**Stated exercise:** Pick out every line in the data below that contains the string "blade", and copy each of those lines in full. Case counts.

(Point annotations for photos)
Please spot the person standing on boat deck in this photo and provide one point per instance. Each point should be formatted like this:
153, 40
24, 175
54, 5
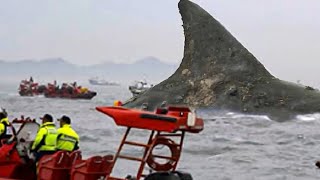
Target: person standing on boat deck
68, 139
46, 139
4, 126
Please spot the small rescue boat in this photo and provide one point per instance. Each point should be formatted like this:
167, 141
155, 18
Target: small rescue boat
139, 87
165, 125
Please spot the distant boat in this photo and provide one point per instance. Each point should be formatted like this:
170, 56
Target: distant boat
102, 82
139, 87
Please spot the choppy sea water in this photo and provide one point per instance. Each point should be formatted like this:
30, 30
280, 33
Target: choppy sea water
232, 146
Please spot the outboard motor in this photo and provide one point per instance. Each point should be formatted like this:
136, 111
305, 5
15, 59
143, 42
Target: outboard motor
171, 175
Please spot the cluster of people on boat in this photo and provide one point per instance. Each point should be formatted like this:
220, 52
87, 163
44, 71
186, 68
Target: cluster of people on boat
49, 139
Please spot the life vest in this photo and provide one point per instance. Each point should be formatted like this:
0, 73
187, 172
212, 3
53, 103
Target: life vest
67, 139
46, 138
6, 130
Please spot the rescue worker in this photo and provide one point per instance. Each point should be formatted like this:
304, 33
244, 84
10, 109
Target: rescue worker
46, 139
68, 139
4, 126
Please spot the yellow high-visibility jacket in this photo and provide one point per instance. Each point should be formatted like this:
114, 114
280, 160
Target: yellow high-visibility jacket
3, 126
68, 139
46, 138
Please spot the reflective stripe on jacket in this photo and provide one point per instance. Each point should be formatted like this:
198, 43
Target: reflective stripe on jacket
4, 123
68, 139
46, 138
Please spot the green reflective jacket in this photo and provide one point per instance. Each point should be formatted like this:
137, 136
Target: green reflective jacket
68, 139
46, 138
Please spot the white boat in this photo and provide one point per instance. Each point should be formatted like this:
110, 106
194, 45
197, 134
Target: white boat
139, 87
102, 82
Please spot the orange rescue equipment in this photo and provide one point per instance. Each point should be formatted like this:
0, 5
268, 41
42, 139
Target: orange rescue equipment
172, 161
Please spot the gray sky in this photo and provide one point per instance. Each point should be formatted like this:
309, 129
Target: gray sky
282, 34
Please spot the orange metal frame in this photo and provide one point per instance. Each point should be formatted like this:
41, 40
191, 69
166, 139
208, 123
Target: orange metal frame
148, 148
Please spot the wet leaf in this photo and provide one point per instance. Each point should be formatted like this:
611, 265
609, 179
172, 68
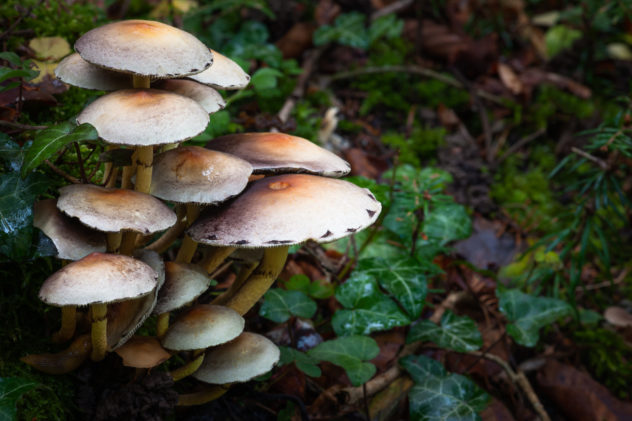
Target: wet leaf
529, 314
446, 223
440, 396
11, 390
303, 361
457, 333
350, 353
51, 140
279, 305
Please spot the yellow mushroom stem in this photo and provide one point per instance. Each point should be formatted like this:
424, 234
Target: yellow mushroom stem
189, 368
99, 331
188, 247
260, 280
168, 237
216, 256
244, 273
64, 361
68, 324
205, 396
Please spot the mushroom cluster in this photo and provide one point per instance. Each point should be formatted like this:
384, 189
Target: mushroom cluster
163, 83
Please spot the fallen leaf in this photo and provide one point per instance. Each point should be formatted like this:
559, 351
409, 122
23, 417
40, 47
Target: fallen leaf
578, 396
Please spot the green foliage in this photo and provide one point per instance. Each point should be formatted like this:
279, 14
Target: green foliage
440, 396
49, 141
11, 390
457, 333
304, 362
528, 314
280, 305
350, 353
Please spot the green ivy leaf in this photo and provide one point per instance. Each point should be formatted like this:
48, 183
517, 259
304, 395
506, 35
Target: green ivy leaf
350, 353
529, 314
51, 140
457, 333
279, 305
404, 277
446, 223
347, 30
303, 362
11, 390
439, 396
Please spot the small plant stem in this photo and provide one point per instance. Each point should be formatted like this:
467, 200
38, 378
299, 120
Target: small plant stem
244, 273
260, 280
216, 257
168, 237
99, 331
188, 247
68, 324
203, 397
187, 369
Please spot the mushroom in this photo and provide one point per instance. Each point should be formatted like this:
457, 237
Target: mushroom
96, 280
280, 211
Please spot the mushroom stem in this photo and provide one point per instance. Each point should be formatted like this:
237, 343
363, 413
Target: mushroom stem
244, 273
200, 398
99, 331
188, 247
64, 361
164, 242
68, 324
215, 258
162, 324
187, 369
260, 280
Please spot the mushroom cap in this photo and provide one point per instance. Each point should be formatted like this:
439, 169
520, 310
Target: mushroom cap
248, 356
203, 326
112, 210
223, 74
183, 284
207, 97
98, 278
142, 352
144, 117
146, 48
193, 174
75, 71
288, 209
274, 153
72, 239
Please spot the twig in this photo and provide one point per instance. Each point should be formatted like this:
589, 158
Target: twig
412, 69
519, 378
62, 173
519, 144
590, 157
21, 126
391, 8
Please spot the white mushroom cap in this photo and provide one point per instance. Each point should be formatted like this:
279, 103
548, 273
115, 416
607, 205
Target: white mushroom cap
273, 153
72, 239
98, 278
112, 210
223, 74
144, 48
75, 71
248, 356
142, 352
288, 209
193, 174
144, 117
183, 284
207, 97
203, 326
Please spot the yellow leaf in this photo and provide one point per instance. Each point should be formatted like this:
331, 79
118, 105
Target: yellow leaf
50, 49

...

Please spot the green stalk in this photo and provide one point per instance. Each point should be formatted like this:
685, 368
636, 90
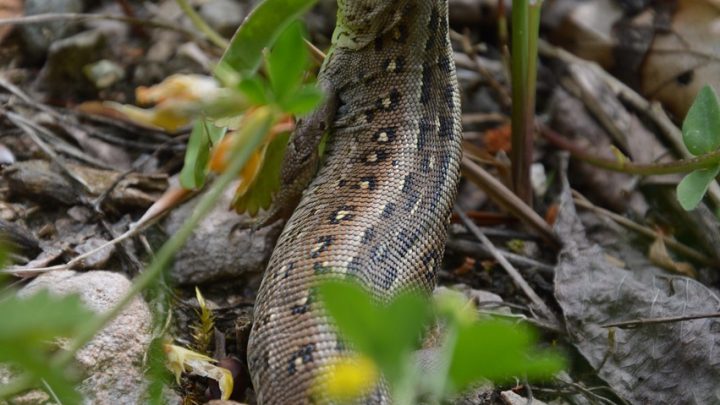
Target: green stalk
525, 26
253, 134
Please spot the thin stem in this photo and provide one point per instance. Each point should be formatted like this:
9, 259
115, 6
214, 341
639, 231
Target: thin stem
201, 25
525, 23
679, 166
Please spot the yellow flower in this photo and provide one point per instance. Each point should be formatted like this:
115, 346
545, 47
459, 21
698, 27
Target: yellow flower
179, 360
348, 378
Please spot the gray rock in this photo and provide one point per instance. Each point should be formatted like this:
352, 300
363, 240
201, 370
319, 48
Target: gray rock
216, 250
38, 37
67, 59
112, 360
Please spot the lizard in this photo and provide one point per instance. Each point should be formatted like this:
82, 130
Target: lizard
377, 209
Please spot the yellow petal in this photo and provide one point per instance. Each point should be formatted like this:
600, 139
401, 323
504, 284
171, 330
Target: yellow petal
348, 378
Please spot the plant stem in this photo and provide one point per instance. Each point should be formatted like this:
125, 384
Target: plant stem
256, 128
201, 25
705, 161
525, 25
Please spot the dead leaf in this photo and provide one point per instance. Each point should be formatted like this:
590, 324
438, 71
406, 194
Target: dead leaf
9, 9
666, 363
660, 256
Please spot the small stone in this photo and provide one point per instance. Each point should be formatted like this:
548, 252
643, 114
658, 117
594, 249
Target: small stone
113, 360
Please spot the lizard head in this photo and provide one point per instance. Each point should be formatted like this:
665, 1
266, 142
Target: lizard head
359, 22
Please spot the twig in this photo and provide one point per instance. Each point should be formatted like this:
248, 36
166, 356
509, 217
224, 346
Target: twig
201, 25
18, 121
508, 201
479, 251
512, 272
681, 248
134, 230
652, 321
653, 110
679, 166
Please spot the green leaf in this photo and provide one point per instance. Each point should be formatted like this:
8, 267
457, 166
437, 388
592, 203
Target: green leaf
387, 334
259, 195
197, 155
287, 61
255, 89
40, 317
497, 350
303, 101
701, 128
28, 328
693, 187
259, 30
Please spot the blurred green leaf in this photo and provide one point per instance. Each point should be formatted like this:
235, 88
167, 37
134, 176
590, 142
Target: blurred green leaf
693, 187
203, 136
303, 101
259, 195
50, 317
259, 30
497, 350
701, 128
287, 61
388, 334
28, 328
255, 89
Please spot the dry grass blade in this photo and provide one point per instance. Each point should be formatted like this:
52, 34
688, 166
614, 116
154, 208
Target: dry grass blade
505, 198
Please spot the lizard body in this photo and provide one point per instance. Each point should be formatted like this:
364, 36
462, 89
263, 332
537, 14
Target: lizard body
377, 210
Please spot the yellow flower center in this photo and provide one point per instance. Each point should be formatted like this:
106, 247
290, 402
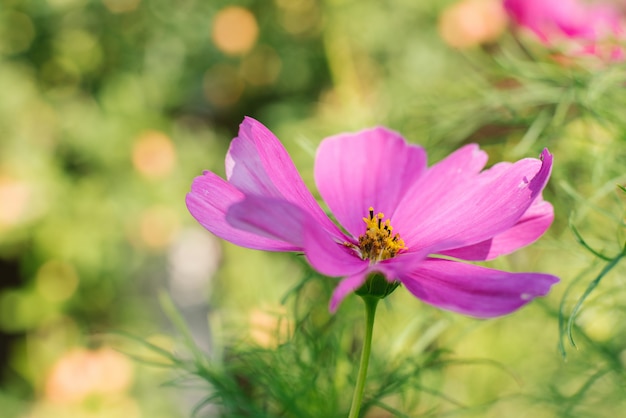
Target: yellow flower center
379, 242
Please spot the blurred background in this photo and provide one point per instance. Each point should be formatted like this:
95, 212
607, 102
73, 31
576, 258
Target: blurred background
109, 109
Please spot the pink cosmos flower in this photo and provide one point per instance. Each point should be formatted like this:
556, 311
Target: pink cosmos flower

**Exercise output:**
Please spot the dry grass blade in this photo and provide one point per instance. Each point should be formatted like this:
Target: dry grass blade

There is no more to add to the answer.